Objective 1:
Render this sentence from the forum thread on Nintendo below into Spanish: "I think it should be genuinely concerning to Nintendo that kids growing up with multi-touch tablets may never feel the need to move onto a Nintendo system."

Passage given:
* start *

Everything You're Thinking About Nintendo Is Totally Wrong - AndrewDucker
http://www.wired.com/gamelife/2014/01/nintendo-mobile/
======
Tiktaalik
I agree with a great deal of what is said here, but the article doesn't
discuss the fact that it appears that multi-touch devices have become the
entry point to gaming (and technology in general) for very young children.

At coffee shops I am now constantly seeing the situation where adults are
chatting amongst themselves and a toddler has been given a mobile phone or
tablet to watch netflix or play some very simple kids game.

I think it should be genuinely concerning to Nintendo that kids growing up
with multi-touch tablets may never feel the need to move onto a Nintendo
system.

It makes me wonder if there is space in the market for Nintendo to develop a
toddler focused, bomb proof, tablet in addition to their traditional handheld
lineup.

------
joosters
This comment on Reddit gives a much more convincing argument about where
Nintendo went wrong with the Wii U, and so what they need to do to fix it:

[http://www.reddit.com/r/truegaming/comments/1vowvg/how_can_n...](http://www.reddit.com/r/truegaming/comments/1vowvg/how_can_nintendo_right_the_ship/ceuqe4g?context=3)

TL/DR: Bad marketing and branding.

* end *

Objective 2:
Filter the entries below, keeping every line that contains the string "jeans".

Provided records:
* start *

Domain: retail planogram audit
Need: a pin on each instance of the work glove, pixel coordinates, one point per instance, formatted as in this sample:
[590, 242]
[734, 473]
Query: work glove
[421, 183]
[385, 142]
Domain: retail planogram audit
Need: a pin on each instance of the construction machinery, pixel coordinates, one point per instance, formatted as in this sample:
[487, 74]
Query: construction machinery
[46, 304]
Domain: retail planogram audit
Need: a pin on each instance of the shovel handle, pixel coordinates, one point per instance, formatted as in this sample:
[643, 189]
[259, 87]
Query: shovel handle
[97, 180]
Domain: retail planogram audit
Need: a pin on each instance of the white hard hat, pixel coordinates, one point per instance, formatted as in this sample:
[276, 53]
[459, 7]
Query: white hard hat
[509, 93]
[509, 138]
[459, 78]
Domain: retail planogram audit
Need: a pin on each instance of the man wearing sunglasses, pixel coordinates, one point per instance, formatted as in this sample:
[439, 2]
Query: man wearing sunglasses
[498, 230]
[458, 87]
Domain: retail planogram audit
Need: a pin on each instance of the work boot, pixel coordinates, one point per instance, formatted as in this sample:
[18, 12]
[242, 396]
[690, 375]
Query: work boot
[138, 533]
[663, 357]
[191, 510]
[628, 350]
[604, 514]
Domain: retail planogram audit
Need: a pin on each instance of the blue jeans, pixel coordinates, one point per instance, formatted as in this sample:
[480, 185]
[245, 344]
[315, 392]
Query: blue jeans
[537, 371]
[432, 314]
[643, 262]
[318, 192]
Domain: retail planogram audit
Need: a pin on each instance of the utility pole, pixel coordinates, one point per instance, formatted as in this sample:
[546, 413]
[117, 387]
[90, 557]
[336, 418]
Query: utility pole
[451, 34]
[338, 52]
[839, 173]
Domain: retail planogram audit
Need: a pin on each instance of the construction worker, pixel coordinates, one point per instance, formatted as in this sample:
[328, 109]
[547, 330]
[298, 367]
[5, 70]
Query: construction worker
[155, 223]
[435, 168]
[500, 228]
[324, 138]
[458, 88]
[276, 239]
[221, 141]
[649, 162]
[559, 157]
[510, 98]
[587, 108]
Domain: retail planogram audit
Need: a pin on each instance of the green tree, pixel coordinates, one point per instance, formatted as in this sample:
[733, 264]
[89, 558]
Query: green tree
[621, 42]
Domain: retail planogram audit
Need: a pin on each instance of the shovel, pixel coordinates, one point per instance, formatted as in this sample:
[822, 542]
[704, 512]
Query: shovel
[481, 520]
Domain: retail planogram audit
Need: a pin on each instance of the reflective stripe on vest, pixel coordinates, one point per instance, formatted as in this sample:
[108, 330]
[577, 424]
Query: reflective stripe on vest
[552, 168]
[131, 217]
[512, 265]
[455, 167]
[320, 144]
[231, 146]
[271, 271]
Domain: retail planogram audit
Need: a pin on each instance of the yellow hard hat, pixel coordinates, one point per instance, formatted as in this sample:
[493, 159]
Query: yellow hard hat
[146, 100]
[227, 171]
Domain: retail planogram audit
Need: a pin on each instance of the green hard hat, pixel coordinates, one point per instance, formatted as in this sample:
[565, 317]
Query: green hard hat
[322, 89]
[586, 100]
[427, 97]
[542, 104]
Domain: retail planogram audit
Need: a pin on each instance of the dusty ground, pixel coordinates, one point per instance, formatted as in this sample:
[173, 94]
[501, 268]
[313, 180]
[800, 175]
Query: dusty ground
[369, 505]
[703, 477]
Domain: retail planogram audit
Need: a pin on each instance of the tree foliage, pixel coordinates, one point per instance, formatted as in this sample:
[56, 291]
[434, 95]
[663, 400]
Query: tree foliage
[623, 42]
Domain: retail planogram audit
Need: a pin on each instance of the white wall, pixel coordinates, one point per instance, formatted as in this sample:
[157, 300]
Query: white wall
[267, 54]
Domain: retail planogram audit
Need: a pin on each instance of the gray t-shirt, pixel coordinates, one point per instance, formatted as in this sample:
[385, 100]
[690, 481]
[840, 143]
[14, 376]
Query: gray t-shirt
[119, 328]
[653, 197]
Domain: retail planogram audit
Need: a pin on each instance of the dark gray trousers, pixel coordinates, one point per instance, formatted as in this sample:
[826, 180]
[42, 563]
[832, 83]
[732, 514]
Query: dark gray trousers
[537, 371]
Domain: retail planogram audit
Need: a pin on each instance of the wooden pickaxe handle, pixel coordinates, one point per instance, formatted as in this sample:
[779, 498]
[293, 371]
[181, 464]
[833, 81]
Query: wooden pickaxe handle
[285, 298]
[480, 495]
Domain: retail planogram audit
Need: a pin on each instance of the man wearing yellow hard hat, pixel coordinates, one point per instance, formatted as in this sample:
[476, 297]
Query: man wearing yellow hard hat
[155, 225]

* end *

Correct result 1:
Creo que debería preocupar genuinamente a Nintendo que los niños que crecen con tabletas multitáctiles quizá nunca sientan la necesidad de pasar a un sistema de Nintendo.

Correct result 2:
Need: a pin on each instance of the blue jeans, pixel coordinates, one point per instance, formatted as in this sample:
Query: blue jeans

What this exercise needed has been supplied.